→ **Exercise requirements**: Give back exactly the lines of the entries below from the line with "roi: black tv bezel" to the line with "roi: white orchid flower", inclusive, and only those.

→ **Data extract**:
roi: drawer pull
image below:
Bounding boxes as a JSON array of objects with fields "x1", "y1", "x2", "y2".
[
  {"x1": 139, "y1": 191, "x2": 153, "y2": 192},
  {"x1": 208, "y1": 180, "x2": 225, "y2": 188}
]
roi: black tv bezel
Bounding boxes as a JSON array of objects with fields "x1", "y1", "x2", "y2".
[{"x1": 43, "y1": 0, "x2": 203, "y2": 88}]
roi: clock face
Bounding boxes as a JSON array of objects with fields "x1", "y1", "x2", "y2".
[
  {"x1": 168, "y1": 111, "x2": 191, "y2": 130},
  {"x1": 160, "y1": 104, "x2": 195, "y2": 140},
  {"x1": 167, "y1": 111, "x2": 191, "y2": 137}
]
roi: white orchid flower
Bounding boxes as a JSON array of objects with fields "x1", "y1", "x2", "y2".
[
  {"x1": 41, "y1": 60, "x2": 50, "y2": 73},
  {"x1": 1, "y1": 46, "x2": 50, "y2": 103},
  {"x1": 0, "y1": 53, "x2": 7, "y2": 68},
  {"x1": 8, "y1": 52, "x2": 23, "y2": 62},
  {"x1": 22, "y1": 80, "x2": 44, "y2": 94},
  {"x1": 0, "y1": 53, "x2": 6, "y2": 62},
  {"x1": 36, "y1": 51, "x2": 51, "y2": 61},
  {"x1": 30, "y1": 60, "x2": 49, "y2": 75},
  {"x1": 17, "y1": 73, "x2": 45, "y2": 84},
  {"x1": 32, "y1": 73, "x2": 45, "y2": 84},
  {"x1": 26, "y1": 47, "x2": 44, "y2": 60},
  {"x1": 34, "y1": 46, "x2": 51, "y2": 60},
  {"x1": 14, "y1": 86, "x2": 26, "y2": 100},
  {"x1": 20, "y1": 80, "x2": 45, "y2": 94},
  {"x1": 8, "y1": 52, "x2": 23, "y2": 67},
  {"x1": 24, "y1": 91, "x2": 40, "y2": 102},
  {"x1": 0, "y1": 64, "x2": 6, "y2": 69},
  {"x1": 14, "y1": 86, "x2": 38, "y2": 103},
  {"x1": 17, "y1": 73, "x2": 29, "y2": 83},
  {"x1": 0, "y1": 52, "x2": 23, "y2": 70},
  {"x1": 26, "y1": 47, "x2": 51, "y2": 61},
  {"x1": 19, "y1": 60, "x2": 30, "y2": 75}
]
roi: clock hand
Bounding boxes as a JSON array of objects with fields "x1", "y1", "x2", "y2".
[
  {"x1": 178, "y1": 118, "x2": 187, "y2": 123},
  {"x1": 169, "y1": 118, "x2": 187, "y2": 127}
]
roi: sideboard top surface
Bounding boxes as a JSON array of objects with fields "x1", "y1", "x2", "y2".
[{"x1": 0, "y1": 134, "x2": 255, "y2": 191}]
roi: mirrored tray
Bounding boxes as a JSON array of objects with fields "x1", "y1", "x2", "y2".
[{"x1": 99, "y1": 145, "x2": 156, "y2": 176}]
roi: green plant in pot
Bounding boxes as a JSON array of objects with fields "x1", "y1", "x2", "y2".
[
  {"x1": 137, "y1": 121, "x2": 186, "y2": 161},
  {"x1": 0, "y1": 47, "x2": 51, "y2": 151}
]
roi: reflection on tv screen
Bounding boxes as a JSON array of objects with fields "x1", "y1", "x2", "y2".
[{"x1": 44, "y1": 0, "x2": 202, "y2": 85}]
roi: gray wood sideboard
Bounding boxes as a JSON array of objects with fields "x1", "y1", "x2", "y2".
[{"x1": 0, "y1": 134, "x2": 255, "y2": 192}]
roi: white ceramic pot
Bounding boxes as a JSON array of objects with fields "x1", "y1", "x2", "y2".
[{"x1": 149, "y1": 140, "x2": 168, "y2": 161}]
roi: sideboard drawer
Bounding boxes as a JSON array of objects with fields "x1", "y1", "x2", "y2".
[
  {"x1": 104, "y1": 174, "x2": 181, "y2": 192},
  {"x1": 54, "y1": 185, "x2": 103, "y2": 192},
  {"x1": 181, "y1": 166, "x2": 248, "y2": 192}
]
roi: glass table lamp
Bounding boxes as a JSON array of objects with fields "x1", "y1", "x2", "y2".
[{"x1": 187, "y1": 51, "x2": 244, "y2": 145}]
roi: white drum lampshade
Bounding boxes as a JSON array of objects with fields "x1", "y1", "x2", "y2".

→ **Exercise response**:
roi: black tv bezel
Bounding boxes as a JSON array of objects with fields "x1", "y1", "x2", "y2".
[{"x1": 43, "y1": 0, "x2": 203, "y2": 88}]
roi: clock face
Bounding boxes as a JSON array of objects with fields "x1", "y1", "x2", "y2".
[
  {"x1": 168, "y1": 111, "x2": 191, "y2": 130},
  {"x1": 160, "y1": 104, "x2": 195, "y2": 140},
  {"x1": 167, "y1": 111, "x2": 191, "y2": 137}
]
roi: white orchid flower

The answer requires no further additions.